- _WRITTEN PROBLEM_:
The entries below should be output exactly as written.
+++ DATA FOR THIS TASK +++
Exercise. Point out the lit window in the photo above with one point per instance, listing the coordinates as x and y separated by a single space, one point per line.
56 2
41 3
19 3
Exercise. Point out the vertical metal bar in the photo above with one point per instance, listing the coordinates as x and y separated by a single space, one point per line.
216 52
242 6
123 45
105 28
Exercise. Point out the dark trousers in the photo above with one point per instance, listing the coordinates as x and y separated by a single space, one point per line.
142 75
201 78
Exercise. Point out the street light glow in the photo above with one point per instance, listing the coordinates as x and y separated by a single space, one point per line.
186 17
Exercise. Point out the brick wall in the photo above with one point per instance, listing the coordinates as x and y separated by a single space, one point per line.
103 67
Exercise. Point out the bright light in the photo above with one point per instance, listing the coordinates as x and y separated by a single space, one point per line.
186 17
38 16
+++
- _OUTPUT OF THE TASK_:
Exercise. Point out the lit window in the photo above with one point per instance, listing the coordinates as x and y separated by a single space, one point per line.
56 2
41 3
19 3
Exercise. Point out the vertical metal bar in the photo above with one point per instance, listing the coordinates as x and y separated by a single space, one point per line.
216 52
242 6
123 45
105 28
Exercise. Point out the dark trousers in the photo above with one point per instance, listing the coordinates as x and y separated by a single space, one point per line.
142 75
201 78
Exercise. Point out the street light glow in the photo above with one point per instance, listing the coordinates as x and y separated by a single space, one point per line.
186 17
Exercise. Point out the brick wall in the photo above with one point per instance, listing the coordinates as x and y separated by a single space, one point per line.
103 67
Exercise. Point out the bright light in the photo above with one point per instance, listing the coordinates as x and y separated by a single space, one point per line.
186 17
38 16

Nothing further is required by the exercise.